:: Task details ::
Which lines belong in the answer? Exactly those from the line containing "Target: distant hill" through the last line of the records below, repeated as written.

(Point localization data)

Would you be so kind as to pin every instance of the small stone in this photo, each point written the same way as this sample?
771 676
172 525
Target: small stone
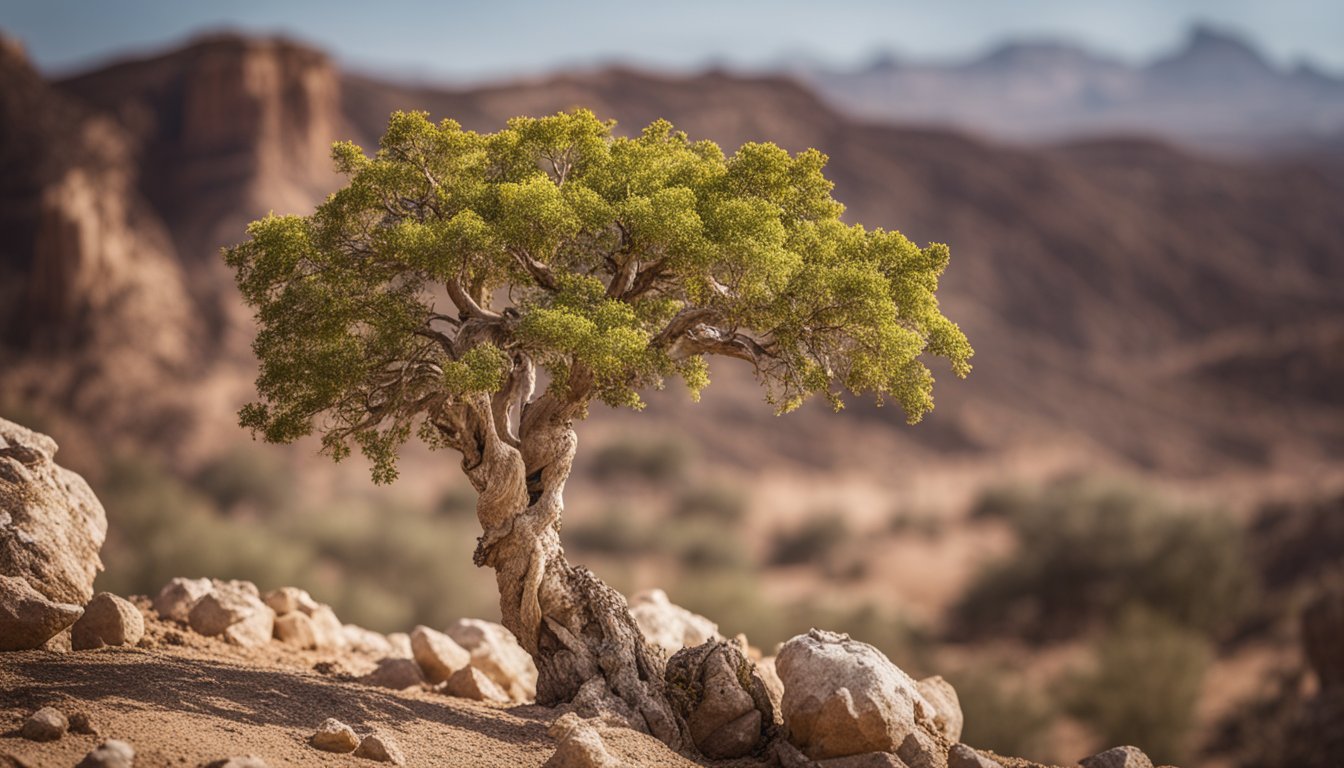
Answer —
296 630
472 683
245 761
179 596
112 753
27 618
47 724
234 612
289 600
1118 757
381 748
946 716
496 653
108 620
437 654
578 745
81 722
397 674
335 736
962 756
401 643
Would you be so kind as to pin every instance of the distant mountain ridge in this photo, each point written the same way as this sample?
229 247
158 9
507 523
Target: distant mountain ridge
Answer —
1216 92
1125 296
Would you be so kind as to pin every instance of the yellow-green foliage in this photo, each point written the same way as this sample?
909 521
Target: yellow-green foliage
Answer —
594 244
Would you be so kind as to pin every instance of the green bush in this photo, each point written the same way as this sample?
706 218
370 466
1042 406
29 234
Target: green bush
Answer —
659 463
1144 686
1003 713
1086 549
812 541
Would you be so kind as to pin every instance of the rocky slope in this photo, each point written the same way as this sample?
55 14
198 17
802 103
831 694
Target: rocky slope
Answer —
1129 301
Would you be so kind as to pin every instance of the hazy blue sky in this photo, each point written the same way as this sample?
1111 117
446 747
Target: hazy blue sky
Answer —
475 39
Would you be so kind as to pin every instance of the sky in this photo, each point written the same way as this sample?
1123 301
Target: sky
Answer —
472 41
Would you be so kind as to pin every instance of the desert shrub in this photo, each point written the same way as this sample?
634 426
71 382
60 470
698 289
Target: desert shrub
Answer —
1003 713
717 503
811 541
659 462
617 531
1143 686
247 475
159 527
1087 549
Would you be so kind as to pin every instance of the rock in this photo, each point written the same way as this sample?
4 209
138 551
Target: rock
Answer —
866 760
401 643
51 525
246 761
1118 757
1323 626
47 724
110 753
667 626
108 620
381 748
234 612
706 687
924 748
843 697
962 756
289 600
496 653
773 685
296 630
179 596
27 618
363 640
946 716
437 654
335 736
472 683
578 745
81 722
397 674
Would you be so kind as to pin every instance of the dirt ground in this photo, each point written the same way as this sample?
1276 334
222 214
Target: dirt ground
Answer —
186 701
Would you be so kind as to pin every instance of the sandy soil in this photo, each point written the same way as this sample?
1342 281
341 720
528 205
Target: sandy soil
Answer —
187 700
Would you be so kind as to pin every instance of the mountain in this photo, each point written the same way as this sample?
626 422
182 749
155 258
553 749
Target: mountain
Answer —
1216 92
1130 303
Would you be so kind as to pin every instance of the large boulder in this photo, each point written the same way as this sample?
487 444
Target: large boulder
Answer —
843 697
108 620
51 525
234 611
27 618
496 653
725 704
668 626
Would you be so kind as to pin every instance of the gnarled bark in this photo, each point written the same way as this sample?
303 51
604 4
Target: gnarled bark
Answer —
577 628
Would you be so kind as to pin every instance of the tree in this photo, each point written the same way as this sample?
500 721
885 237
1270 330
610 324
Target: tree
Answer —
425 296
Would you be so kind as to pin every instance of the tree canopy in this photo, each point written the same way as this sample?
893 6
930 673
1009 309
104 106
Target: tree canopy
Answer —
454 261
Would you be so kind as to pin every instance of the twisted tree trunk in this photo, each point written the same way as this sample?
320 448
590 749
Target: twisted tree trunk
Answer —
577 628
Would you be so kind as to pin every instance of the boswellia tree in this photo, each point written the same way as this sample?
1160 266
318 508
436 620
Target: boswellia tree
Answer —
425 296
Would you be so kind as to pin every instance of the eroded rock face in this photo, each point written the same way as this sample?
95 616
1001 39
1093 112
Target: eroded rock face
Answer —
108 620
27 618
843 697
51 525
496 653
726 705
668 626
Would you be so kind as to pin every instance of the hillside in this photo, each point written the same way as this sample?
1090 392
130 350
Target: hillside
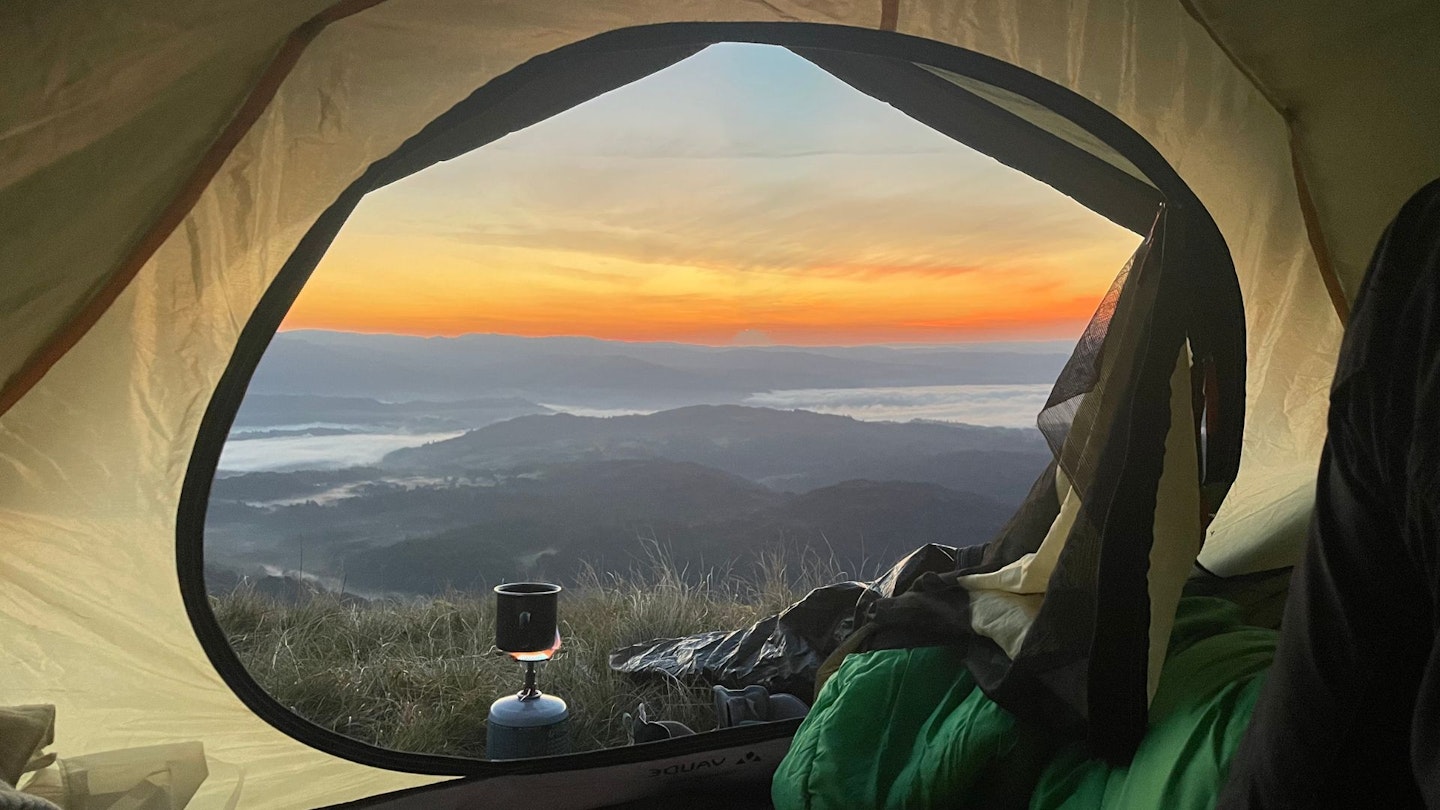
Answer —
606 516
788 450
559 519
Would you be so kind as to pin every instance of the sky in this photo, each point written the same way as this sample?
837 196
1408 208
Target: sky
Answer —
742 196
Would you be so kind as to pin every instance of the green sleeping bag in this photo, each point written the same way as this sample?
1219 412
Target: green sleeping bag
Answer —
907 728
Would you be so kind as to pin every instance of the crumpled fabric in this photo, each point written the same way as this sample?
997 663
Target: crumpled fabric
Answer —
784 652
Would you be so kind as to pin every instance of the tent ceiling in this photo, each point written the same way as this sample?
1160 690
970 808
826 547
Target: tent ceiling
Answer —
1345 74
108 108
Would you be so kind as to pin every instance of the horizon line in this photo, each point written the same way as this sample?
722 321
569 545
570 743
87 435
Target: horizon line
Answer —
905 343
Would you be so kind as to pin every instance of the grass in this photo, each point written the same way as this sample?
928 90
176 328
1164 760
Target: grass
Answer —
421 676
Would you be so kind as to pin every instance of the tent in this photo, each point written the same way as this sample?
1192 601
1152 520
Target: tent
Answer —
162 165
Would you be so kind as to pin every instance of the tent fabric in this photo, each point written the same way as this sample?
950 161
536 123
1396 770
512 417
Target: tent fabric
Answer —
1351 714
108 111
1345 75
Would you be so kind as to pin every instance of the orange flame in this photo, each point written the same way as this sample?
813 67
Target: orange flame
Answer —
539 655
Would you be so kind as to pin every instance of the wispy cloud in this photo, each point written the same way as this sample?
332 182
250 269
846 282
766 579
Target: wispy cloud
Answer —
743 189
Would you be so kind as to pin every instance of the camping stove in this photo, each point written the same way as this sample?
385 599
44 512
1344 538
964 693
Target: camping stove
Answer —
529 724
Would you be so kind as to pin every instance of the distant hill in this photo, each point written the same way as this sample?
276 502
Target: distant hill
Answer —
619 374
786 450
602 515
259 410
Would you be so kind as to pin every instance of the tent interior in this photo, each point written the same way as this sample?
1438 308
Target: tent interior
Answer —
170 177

:: Result ::
Target: distant hill
Answer —
619 374
786 450
602 515
259 410
Would you be so kind as to pin every instance of the tent interior in this photo, each point written the same way as this sample?
1438 308
Target: tent interior
Answer —
170 177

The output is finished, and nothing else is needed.